_Provided text_
————

Tod Browning's 1931 adaptation of Bram Stoker's novel. Lon Chaney Snr. was originally lined up for the part, but died in 1930, and short of bringing him back from the dead - a feat which even a horror studio like Universal were incapable of - another actor had to be found. Enter, an unknown Hungarian stage and screen actor by the name of Bela Lugosi! Lugosi had played Dracula on Broadway in 1927 and toured it for two years the rest is neck-biting history!

On our first sighting of the Count, the infamous, 'I am Dracula, I bid you welcome,' scene, as he descends the stairs of his castle to greet Renfield, Lugosi looks like he's dressed for dinner. As though he's about to dine. Well in a way he is - on Renfield's blood! This dinner jacket and cape look would become the look most synonymous with Dracula.

————

_Recorded information_

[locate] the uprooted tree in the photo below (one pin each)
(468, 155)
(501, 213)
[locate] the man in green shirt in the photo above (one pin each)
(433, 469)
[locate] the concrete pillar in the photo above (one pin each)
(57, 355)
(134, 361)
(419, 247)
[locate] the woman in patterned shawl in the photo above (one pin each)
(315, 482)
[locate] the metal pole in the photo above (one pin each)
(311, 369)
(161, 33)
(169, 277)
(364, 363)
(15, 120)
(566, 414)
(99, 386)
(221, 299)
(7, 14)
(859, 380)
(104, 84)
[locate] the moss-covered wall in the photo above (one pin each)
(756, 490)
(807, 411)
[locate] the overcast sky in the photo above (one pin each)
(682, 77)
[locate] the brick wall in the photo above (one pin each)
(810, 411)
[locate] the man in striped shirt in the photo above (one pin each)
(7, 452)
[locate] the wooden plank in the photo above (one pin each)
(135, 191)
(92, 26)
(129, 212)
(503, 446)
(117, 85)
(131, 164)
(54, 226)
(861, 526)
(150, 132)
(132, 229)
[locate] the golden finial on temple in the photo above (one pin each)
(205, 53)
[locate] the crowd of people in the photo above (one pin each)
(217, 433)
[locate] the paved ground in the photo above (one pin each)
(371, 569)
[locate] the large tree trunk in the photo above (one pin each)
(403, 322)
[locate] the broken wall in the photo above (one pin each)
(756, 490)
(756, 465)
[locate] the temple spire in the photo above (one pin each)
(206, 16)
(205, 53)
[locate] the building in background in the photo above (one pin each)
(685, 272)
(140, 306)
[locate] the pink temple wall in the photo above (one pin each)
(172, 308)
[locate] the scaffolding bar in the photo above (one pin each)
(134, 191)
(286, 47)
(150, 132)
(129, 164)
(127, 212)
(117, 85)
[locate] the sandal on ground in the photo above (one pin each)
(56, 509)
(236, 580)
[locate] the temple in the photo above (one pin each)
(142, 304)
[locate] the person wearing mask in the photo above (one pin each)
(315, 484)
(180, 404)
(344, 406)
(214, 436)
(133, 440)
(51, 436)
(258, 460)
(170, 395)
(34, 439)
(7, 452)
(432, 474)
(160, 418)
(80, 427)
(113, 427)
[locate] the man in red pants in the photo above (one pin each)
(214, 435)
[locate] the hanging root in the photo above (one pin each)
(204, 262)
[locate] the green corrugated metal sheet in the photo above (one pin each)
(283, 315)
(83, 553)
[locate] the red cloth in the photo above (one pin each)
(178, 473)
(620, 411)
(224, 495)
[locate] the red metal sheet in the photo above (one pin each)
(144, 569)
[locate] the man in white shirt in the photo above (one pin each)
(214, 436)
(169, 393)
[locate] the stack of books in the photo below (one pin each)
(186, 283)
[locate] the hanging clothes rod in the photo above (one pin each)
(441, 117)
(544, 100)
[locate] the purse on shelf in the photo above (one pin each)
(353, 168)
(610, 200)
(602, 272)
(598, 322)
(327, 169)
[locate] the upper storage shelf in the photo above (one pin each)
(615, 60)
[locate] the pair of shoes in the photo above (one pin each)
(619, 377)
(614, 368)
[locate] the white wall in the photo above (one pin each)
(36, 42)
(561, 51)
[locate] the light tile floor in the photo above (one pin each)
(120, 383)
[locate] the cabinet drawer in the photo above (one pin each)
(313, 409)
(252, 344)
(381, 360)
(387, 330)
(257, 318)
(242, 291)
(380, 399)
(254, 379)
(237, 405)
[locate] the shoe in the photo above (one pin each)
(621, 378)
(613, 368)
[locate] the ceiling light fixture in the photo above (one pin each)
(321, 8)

————

_Written instruction_
According to the passage on the 1931 Dracula film, which actor was first lined up for the role of the Count? The records have no connection to the passage on the 1931 Dracula film.

_Written reply_
Lon Chaney Snr.